--- start ---

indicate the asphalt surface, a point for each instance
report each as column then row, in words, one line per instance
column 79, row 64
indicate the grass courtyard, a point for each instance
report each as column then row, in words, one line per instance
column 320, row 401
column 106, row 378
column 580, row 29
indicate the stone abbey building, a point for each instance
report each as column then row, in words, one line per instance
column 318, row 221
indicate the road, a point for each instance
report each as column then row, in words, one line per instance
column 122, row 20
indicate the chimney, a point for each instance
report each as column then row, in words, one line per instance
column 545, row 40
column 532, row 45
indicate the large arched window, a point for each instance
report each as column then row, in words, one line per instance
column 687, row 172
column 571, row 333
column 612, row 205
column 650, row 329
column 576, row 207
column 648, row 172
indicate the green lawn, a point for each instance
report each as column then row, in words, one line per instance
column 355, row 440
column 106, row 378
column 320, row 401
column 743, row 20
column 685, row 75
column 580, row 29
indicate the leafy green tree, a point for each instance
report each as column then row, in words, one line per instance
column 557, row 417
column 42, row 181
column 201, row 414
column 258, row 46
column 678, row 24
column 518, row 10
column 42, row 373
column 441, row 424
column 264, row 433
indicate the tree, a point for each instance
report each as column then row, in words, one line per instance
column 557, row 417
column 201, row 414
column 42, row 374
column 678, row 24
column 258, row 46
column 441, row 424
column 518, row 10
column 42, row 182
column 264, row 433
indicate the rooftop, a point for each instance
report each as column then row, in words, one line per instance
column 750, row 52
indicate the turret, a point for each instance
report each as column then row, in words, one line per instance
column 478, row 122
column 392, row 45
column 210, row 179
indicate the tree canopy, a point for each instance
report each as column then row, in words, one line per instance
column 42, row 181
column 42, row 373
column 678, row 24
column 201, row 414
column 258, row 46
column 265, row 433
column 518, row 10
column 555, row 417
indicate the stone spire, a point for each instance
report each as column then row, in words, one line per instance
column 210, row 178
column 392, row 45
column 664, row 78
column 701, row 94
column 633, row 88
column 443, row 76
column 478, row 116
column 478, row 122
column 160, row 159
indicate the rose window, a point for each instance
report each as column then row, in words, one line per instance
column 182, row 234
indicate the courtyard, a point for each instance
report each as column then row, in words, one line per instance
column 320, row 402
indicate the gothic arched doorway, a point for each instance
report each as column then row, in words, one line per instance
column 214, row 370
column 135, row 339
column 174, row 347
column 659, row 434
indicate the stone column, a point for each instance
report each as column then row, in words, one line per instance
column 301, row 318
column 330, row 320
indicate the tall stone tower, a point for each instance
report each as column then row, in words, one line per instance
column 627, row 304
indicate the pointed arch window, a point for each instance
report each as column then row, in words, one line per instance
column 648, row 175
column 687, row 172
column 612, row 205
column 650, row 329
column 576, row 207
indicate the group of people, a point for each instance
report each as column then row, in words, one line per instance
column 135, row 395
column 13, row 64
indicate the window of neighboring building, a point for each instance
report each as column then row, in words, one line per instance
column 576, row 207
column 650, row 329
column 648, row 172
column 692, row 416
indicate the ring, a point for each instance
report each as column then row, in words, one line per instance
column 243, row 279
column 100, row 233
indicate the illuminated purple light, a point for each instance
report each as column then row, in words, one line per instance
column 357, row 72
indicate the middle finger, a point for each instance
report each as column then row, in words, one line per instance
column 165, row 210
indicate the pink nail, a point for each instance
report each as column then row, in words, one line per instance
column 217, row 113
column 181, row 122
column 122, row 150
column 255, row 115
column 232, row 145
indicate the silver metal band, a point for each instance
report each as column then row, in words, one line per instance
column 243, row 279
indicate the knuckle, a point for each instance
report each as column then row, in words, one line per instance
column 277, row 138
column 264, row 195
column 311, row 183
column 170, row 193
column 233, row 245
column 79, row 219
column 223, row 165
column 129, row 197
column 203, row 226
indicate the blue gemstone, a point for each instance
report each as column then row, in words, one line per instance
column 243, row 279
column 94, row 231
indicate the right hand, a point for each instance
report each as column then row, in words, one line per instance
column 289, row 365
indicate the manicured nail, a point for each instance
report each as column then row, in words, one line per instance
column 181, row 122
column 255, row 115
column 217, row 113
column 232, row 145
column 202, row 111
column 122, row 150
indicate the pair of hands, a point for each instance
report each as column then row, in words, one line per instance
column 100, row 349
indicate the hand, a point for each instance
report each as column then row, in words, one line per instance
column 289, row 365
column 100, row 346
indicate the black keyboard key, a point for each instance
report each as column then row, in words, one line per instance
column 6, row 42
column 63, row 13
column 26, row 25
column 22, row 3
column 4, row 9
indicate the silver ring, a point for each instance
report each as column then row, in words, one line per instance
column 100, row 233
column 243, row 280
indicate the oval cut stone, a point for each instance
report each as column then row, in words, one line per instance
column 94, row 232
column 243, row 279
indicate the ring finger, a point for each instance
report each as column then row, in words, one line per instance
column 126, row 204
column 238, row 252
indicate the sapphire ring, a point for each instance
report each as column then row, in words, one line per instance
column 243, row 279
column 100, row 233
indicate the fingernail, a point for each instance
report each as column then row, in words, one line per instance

--- end ---

**Your goal**
Copy out the records word for word, starting at the line containing "indicate the stone spire, a" and ending at the line containing "column 659, row 434", both lines included.

**Exercise response**
indicate the stone spire, a point for each instance
report each as column then row, in words, one line per instance
column 210, row 178
column 392, row 45
column 664, row 78
column 701, row 94
column 633, row 88
column 443, row 76
column 478, row 116
column 478, row 122
column 160, row 159
indicate the rose window, a point for each instance
report each as column then row, in words, one line per instance
column 182, row 234
indicate the courtyard, a point for each instance
report each as column then row, in words, one line per instance
column 320, row 402
indicate the gothic arched doorway, a point for each instance
report each as column then row, in words, one line per instance
column 214, row 370
column 135, row 339
column 174, row 347
column 659, row 434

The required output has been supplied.